• **Filas de entrada**:
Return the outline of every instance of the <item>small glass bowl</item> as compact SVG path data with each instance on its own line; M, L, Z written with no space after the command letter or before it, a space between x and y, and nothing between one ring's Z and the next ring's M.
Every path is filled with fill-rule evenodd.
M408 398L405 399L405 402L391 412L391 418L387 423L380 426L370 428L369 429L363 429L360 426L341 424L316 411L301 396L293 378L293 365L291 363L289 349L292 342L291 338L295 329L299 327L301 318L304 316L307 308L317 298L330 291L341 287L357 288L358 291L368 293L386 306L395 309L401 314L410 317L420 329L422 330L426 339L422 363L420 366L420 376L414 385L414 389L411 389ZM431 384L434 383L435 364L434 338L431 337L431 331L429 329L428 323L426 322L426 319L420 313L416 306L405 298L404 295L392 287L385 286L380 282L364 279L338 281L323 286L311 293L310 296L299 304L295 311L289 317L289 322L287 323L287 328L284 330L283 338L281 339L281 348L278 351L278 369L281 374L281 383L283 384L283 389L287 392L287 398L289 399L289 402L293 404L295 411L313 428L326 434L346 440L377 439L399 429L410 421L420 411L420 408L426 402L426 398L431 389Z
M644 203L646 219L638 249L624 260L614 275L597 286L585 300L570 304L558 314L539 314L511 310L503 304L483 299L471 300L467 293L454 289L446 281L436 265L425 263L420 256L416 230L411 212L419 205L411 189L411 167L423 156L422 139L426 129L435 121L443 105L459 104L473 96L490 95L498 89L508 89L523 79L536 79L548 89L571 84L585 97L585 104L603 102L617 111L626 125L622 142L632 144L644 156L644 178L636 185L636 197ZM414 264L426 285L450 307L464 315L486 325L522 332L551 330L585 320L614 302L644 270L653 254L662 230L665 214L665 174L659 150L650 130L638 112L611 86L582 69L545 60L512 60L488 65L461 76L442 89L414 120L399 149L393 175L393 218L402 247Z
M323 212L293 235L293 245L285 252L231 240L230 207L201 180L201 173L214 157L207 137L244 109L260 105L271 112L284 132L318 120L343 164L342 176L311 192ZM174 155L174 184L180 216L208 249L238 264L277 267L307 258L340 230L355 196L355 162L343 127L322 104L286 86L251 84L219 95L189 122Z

• **Qué se pide**:
Reescribe todas las filas de arriba y sustituye "small glass bowl" por "small ceramic bowl". No cambies nada más.

• **Resultado**:
Return the outline of every instance of the <item>small ceramic bowl</item> as compact SVG path data with each instance on its own line; M, L, Z written with no space after the command letter or before it, a space between x and y, and nothing between one ring's Z and the next ring's M.
Every path is filled with fill-rule evenodd.
M408 398L405 399L405 402L391 412L391 418L387 423L380 426L370 428L369 429L363 429L360 426L341 424L316 411L301 396L293 378L293 365L291 363L289 349L292 342L291 338L295 329L299 327L301 318L304 316L307 308L317 298L330 291L341 287L357 288L358 291L368 293L386 306L395 309L401 314L410 317L420 329L422 330L426 339L422 363L420 366L420 376L414 385L414 389L411 389ZM431 384L434 383L435 364L434 338L431 337L431 331L429 329L428 323L426 322L426 319L420 313L416 306L405 298L404 295L392 287L385 286L380 282L364 279L338 281L323 286L311 293L310 296L299 304L295 311L289 317L289 322L287 323L287 328L284 330L283 338L281 339L281 348L278 351L278 369L281 374L281 383L283 384L283 389L287 392L287 398L289 399L289 402L293 404L295 411L313 428L326 434L346 440L377 439L399 429L410 421L420 411L420 408L426 402L426 398L431 389Z
M644 203L646 219L638 249L624 260L614 275L597 286L585 300L570 304L558 314L539 314L511 310L503 304L483 299L471 300L467 293L454 289L446 281L436 265L425 263L420 256L416 230L411 212L419 205L411 189L411 167L423 156L422 139L426 129L435 121L443 105L459 104L473 96L490 95L498 89L508 89L523 79L536 79L548 89L571 84L585 97L585 104L603 102L617 111L626 125L622 142L632 144L644 156L644 178L636 185L636 197ZM414 264L426 285L450 307L464 315L486 325L522 332L551 330L585 320L614 302L644 270L653 254L662 230L665 214L665 174L659 150L650 130L638 112L611 86L582 69L545 60L512 60L488 65L461 76L442 89L414 120L399 149L393 175L393 218L402 247Z
M323 212L293 235L293 245L285 252L231 240L230 207L201 180L201 173L214 157L207 137L244 109L260 105L271 112L284 132L318 120L343 164L342 176L311 192ZM174 155L174 184L180 216L208 249L238 264L277 267L307 258L340 230L355 196L355 162L343 127L322 104L286 86L251 84L219 95L189 122Z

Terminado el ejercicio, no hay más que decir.